Problem statement → Please rewrite the items below as a numbered list, starting at the line that contains "Mark the brown mushroom in this photo." and ending at the line that contains "309;70;376;130", both lines included. Leave out any blank lines.

Records →
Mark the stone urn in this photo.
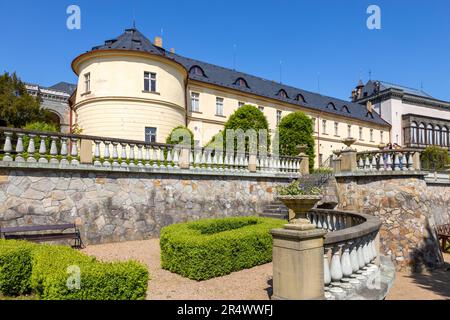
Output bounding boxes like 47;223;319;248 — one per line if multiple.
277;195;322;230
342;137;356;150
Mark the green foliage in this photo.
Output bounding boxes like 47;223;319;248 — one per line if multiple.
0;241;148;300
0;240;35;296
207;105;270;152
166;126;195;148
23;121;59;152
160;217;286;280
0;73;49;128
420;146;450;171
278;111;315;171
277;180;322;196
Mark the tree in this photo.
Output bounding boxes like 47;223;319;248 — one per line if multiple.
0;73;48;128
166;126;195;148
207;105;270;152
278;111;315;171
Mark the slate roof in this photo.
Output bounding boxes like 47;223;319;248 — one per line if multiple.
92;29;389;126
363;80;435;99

---

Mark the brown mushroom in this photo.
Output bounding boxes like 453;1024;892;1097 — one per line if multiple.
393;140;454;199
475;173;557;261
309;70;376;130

Exercise solution →
1. Mark the brown mushroom in this photo.
2. Output bounding boxes like 453;1024;892;1097 — one per line if multiple.
3. 393;140;454;199
4. 475;173;557;261
5. 309;70;376;130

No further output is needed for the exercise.